Goal: Find each line in the rows below that contains the word "pane" and copy those lines out. Case counts.

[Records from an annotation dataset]

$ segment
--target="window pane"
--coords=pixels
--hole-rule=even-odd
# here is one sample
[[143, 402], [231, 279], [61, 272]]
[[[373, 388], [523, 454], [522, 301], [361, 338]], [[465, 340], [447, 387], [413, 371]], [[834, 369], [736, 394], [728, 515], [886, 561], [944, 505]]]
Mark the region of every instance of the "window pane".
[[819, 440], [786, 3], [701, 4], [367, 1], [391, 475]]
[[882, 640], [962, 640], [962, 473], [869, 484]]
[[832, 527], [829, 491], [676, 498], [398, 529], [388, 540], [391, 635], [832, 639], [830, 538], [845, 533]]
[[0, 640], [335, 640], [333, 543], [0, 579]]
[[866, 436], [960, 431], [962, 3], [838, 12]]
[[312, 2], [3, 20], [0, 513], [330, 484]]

Answer for this exercise:
--target="window pane"
Mark the region of every instance of the "window pane".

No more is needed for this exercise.